Exercise details - The printed result should hold only the lines from the opening of the data through the line bearing "Target: truck roof", exactly as given and without pictures.

(Recorded data)
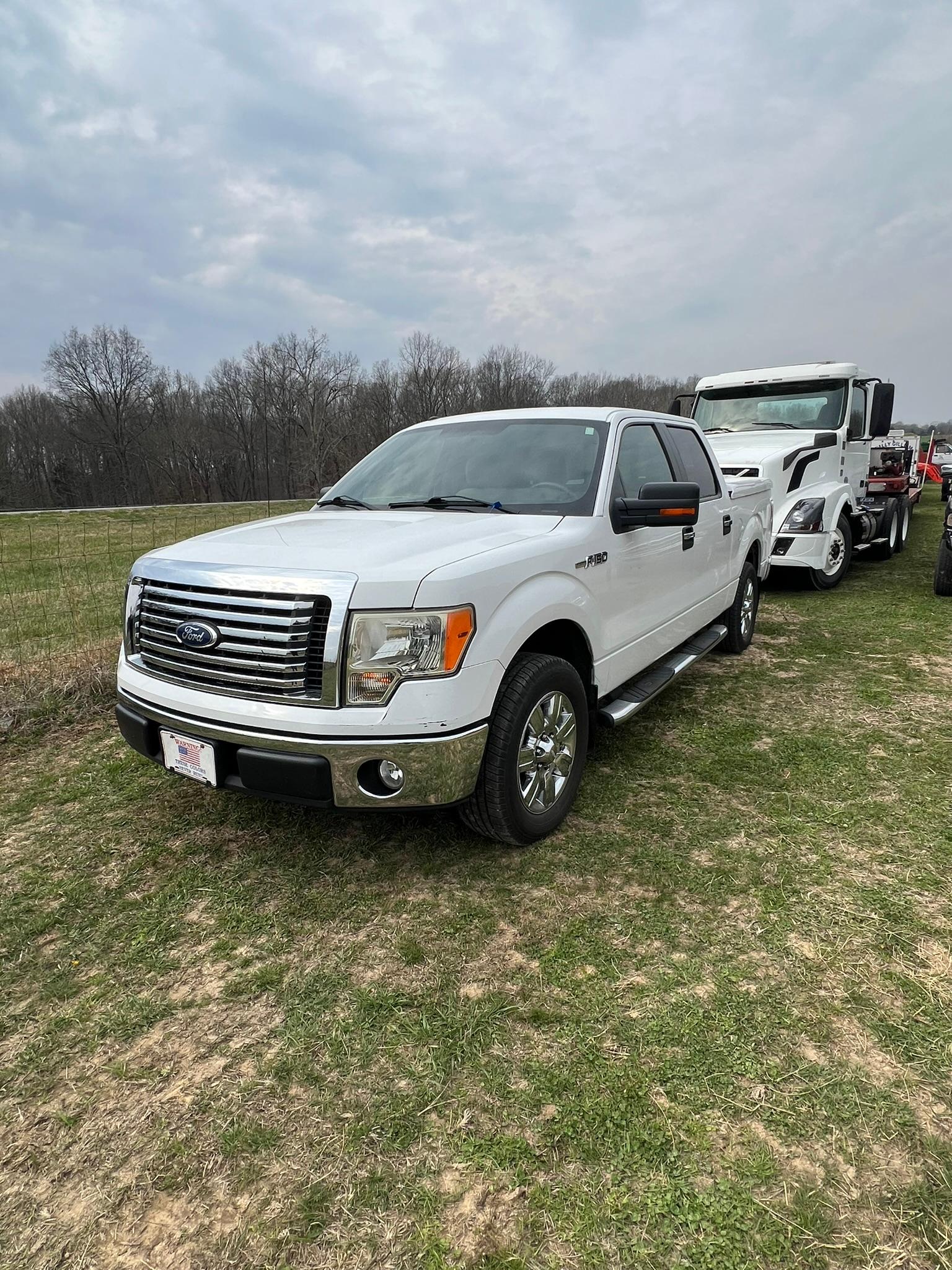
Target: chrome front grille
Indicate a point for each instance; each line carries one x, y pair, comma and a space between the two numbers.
271, 644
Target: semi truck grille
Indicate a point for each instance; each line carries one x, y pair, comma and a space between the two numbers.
268, 646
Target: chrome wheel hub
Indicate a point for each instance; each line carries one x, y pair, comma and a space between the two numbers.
834, 554
547, 752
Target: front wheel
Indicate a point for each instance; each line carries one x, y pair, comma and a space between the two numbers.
535, 752
741, 618
904, 515
890, 535
838, 557
942, 584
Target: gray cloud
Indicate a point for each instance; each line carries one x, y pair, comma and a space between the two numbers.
653, 186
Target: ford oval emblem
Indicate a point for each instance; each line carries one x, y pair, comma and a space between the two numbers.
197, 634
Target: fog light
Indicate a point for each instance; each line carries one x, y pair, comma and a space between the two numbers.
391, 775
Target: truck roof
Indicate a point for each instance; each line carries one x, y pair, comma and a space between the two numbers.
598, 413
782, 374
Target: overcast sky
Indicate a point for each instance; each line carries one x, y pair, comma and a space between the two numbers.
619, 184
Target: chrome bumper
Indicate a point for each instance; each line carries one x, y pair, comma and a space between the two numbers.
438, 770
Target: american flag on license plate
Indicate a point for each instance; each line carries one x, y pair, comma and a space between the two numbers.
190, 752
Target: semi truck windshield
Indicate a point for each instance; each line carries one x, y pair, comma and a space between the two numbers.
772, 406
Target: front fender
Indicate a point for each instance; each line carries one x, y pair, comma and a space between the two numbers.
532, 603
835, 497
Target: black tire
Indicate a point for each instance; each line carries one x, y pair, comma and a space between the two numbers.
498, 808
828, 580
890, 534
942, 582
739, 619
904, 513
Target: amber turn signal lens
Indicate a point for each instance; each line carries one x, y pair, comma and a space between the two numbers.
460, 628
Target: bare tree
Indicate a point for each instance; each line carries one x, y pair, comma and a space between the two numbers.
286, 417
104, 381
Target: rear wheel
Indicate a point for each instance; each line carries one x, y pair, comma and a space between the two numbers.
535, 752
904, 517
942, 584
838, 557
741, 618
890, 535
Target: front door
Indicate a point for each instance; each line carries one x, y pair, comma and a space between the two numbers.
716, 530
648, 568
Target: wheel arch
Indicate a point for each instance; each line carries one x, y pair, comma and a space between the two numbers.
566, 639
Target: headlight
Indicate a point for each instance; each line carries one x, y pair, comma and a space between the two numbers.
385, 648
134, 590
805, 517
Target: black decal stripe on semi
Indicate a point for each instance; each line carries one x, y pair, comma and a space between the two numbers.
822, 441
803, 464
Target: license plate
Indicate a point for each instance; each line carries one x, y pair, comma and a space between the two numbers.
190, 757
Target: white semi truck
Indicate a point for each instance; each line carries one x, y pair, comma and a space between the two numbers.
450, 621
819, 433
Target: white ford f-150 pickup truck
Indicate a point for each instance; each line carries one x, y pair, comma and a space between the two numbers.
450, 621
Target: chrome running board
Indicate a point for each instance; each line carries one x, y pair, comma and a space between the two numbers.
637, 694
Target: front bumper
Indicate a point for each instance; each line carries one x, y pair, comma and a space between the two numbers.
318, 771
800, 550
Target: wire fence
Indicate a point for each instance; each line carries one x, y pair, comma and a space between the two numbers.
63, 575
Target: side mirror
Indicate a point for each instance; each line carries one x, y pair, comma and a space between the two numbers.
674, 408
659, 504
881, 413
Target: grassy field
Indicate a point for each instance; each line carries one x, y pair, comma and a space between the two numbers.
61, 582
708, 1024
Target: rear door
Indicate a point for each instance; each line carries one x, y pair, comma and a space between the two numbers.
712, 543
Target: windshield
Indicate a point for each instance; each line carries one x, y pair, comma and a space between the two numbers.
772, 406
541, 465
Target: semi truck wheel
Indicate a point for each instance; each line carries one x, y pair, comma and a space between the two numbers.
741, 618
942, 584
838, 557
535, 752
904, 516
890, 535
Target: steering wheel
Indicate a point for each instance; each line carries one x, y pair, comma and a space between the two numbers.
560, 491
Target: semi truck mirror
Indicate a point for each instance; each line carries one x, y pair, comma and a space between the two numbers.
659, 504
676, 408
881, 413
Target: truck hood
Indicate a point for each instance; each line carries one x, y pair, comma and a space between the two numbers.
756, 448
390, 553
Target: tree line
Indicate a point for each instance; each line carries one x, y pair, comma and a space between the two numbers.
115, 429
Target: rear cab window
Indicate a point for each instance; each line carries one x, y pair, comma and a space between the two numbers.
695, 460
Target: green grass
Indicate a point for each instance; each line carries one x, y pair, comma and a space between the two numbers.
707, 1025
61, 584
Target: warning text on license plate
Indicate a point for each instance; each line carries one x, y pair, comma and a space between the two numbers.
190, 757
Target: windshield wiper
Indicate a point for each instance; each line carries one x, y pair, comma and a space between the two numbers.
345, 500
452, 500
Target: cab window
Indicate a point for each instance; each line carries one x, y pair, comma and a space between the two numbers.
857, 414
695, 461
641, 459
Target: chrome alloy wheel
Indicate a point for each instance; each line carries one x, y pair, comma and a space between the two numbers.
547, 751
835, 551
747, 609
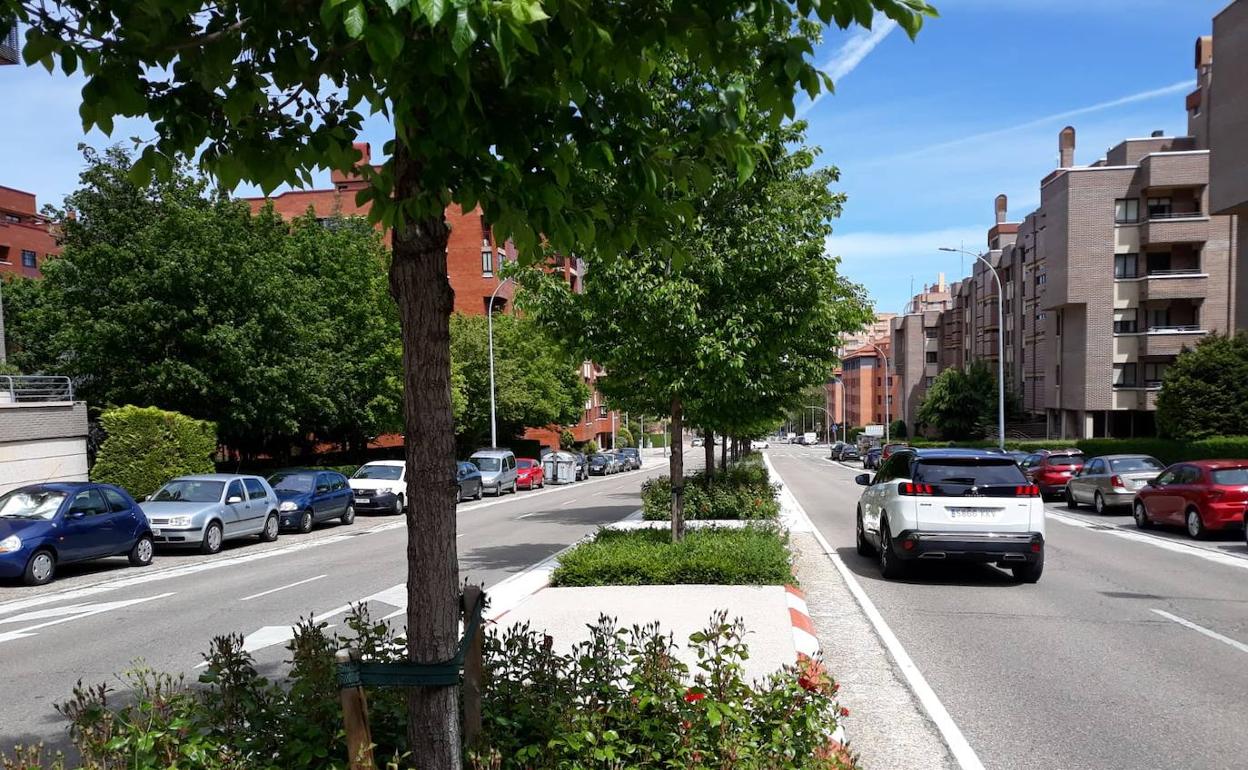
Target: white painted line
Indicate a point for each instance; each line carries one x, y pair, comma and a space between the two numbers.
957, 744
273, 590
1201, 629
1208, 554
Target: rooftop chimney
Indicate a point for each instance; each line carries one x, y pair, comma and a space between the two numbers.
1066, 147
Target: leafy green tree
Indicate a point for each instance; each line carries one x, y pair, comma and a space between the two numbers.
522, 106
1204, 392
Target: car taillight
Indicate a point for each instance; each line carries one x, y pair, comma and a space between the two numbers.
914, 489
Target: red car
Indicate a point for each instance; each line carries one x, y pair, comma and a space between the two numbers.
1202, 496
529, 474
1051, 468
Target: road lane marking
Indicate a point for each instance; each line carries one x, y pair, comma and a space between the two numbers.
273, 590
959, 746
1201, 629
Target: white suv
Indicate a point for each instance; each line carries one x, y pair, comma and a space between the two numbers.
951, 504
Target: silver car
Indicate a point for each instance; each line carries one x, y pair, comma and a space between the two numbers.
206, 511
1111, 481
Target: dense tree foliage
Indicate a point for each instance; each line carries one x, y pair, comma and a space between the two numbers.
1204, 392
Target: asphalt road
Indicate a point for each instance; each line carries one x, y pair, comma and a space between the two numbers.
96, 620
1131, 652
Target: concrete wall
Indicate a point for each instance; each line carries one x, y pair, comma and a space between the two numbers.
43, 442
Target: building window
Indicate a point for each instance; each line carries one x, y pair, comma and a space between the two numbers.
1126, 211
1125, 321
1126, 266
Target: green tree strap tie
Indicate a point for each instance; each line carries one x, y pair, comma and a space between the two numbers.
408, 674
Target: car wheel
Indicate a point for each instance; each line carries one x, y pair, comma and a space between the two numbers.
141, 552
890, 565
272, 528
40, 568
1194, 524
211, 543
860, 544
1030, 572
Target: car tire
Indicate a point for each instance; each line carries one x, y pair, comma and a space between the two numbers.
272, 529
40, 569
891, 568
1196, 528
860, 543
1030, 572
141, 552
212, 539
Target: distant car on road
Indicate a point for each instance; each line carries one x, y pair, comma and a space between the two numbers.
206, 511
951, 504
1111, 481
529, 473
308, 497
45, 526
1202, 496
380, 487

Answer to this problem -
Target: chrome front grille
Indicate a point for each instance; each line carries one x, y pair, comma and a space between the two numbers.
271, 644
Target: semi truck grille
Indicate a point for each instance; each line carries one x, y pair, comma and a space between the two numbers.
268, 646
Target: chrome wheel hub
Indicate a point for each instance; each line carries one x, y pair, comma and a space between the two numbers.
834, 554
547, 752
Target: front wheel
Indicate a point for each instance; each line carries one x, y pair, comma and a space between the two numbers.
535, 752
741, 618
904, 515
890, 535
838, 557
942, 584
Target: gray cloud
Indicate a point for each instance; each line carries one x, y pair, comma and a space between the two numbers.
653, 186
Target: ford oval emblem
Indicate a point for each instance; each line carries one x, y pair, comma and a space between the two numbers.
197, 634
Target: fog light
Indicate a point for each instance; each line carries one x, y pair, comma and a space between the two numbers.
391, 775
Target: truck roof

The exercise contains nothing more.